# [What you should do]
Quote the entries below word for word, starting with the line that contains "of the green" and going on through the line that contains "pixel 105 275". Include both of those lines.

# [Source data]

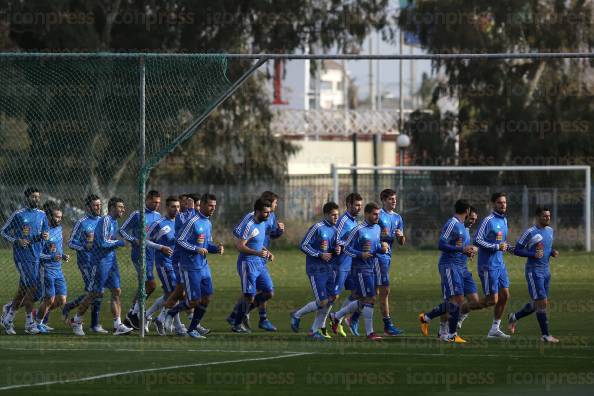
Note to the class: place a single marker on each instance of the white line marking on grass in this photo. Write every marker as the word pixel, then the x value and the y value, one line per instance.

---

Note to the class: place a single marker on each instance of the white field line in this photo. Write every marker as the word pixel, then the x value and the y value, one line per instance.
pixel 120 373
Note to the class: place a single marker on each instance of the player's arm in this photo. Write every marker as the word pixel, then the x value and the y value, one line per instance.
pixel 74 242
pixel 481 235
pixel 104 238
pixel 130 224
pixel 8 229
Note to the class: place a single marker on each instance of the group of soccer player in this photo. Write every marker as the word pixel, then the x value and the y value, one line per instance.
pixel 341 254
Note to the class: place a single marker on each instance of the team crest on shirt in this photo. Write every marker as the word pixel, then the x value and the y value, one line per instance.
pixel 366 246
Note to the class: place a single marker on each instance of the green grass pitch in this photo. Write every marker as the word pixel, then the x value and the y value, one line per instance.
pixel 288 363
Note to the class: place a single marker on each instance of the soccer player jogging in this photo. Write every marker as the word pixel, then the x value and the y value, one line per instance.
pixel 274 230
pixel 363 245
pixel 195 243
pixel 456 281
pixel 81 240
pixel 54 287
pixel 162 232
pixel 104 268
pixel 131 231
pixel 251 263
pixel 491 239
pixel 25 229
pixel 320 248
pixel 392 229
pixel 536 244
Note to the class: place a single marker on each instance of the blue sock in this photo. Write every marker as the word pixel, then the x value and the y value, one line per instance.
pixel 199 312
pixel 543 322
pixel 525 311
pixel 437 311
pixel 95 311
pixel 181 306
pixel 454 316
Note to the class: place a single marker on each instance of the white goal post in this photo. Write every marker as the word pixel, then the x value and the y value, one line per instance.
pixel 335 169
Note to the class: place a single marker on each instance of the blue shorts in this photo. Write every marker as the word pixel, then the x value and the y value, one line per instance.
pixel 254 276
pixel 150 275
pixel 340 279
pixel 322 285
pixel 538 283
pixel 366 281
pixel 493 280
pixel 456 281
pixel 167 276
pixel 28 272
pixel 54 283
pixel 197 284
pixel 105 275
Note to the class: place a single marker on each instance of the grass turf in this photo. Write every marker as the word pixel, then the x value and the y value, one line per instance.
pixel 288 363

--

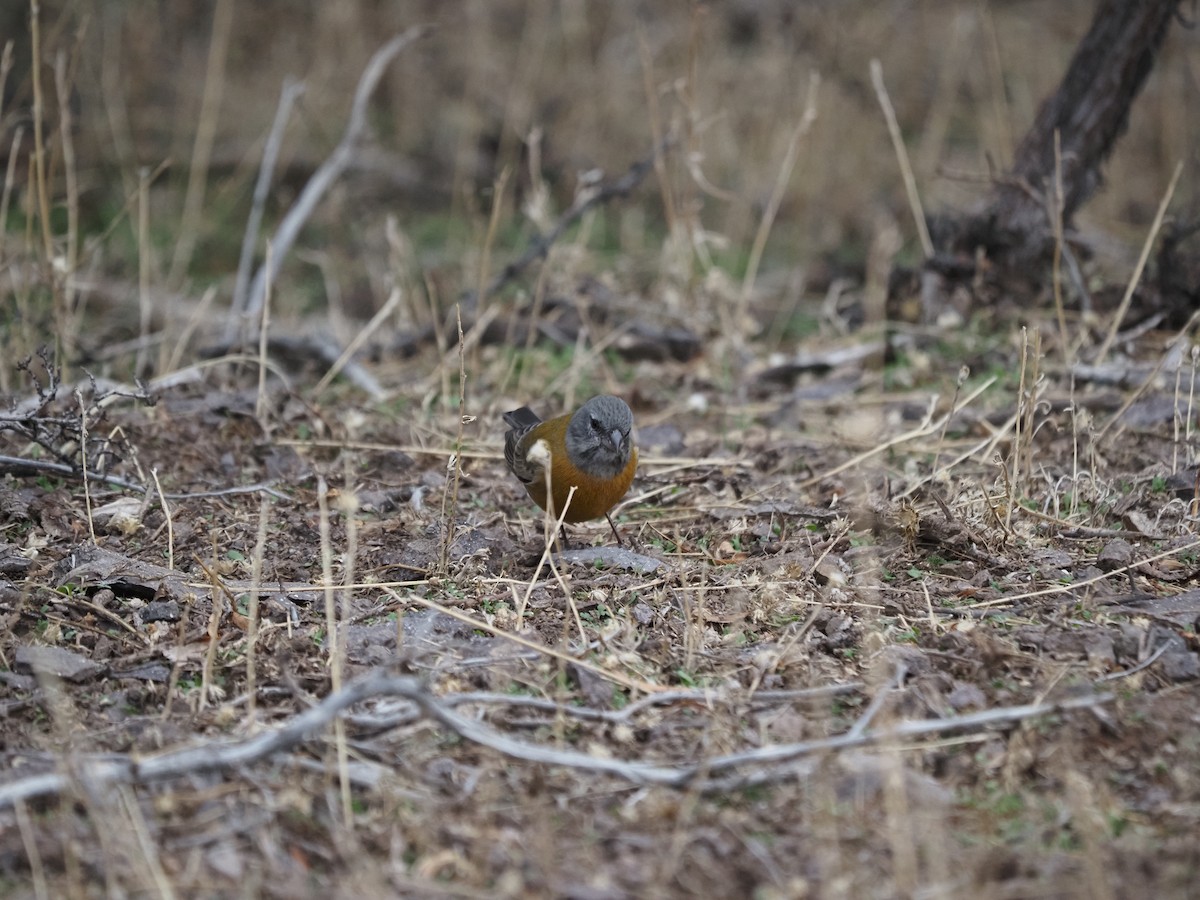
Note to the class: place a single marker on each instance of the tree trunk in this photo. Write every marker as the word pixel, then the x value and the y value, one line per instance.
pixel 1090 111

# [Correct response]
Note to the class: place a single marker on each instance of the green grass pitch in this photo. Write every marker as the word pixel, then the x value and the y value, one line per instance.
pixel 288 363
Note to the class: place a single marker on each instance of the soccer player jogging in this photo. Write every marker as the word pixel, then the x value and the y value, one line per instance.
pixel 274 230
pixel 363 245
pixel 195 243
pixel 456 281
pixel 81 240
pixel 54 287
pixel 162 232
pixel 104 268
pixel 131 231
pixel 251 263
pixel 491 239
pixel 25 229
pixel 320 248
pixel 392 229
pixel 536 244
Note to the class: place a single marker on each instance of the blue sock in this photo. Write every marker as the word pixel, then the x value and the y value, one line per instance.
pixel 199 312
pixel 543 322
pixel 525 311
pixel 437 311
pixel 95 311
pixel 181 306
pixel 454 316
Note to the class: place a single marker on each instance of the white goal post in this photo. Write every marker as the word pixel, then the x value and the y value, one line per instance.
pixel 335 169
Note to the class: place a single marker on each instance of the blue shorts in this photo. Write every marker as the word pixel, then the x value and the y value, one line per instance.
pixel 254 276
pixel 150 275
pixel 340 279
pixel 322 285
pixel 538 283
pixel 366 281
pixel 493 280
pixel 456 281
pixel 167 276
pixel 28 272
pixel 54 283
pixel 197 284
pixel 105 275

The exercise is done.